Requests
- 1) Answer these questions from the judgment:
(a) On what date did Grogan AJ make the order?
(b) Under which case number does the Applicant seek to have the award set aside on review?
(c) In terms of which rule could the Court have exercised its discretion to join or substitute Vincenzo Fernandes?
- 2) From the judgment, repeat word for word the part that opens with the words containing "2. In both applications" and closes with "in these proceedings.".

Text excerpt
========

IN THE LABOUR COURT OF SOUTH AFRICA
HELD AT JOHANNESBURG
CASE NO: J2414/98
CASE NO: J3884/98
In the matter between
ENZO PANELBEATERS CC First Applicant
and
THE COMMISSION FOR CONCILIATION,
MEDIATION AND ARBITRATION First Respondent
E MYHILL Second Respondent
SHEREEN CECILIA NAIR Third Respondent
JUDGMENT
de VILLIERS AJ
1. This is the combination of two applications. In the first, under J2414/98,
the Applicant seeks to have the order made by Grogan AJ on 17
December 1998 (under that case number making the award of the Second
Respondent dated 6 October 1998 an order of court) and the Warrant of
Execution issued pursuant to that order, rescinded and set aside. In the
second, under J3884/98, the Applicant seeks to have the said award set
aside on review.
2. In both applications a Vincenzo Fernandes is cited as a party. However
he was not a party to the arbitration proceedings (which are the subject
matter of the application under J3884/98) nor was he a party to the
application which resulted in the award pursuant to those proceedings
being made an order of Court. If the Applicant wished to join or substitute
him as a party it ought to have made an application or laid a foundation for
the Court to exercise its discretion in terms of rule 22 (2) (a). It failed to do
this and therefore he has no locus standi in these proceedings.

========

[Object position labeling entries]
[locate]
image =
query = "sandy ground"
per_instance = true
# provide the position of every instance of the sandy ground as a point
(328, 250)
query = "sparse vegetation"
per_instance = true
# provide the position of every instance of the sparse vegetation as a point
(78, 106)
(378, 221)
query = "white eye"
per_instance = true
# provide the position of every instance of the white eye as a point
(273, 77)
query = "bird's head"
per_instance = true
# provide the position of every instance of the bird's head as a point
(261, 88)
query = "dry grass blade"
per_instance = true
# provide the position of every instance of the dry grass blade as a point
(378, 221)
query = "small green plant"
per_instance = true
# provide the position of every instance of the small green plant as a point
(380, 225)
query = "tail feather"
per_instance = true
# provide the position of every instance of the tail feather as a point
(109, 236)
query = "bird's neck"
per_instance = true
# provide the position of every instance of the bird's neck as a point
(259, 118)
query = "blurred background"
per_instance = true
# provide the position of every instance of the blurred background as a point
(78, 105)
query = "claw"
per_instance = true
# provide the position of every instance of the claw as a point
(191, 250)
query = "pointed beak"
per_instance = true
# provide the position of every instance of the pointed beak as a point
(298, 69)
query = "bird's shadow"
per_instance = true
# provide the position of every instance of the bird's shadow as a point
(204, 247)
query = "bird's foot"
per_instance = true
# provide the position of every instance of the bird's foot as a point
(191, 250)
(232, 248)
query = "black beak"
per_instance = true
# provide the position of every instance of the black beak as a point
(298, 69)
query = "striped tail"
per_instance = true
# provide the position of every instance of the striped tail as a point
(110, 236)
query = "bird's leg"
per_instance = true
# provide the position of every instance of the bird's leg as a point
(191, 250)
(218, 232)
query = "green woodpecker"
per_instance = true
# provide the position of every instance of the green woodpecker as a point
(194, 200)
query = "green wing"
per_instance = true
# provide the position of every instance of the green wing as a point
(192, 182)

========

Response list
- 1)
(a) 17 December 1998
(b) J3884/98
(c) Rule 22 (2) (a)

- 2)
2. In both applications a Vincenzo Fernandes is cited as a party. However
he was not a party to the arbitration proceedings (which are the subject
matter of the application under J3884/98) nor was he a party to the
application which resulted in the award pursuant to those proceedings
being made an order of Court. If the Applicant wished to join or substitute
him as a party it ought to have made an application or laid a foundation for
the Court to exercise its discretion in terms of rule 22 (2) (a). It failed to do
this and therefore he has no locus standi in these proceedings.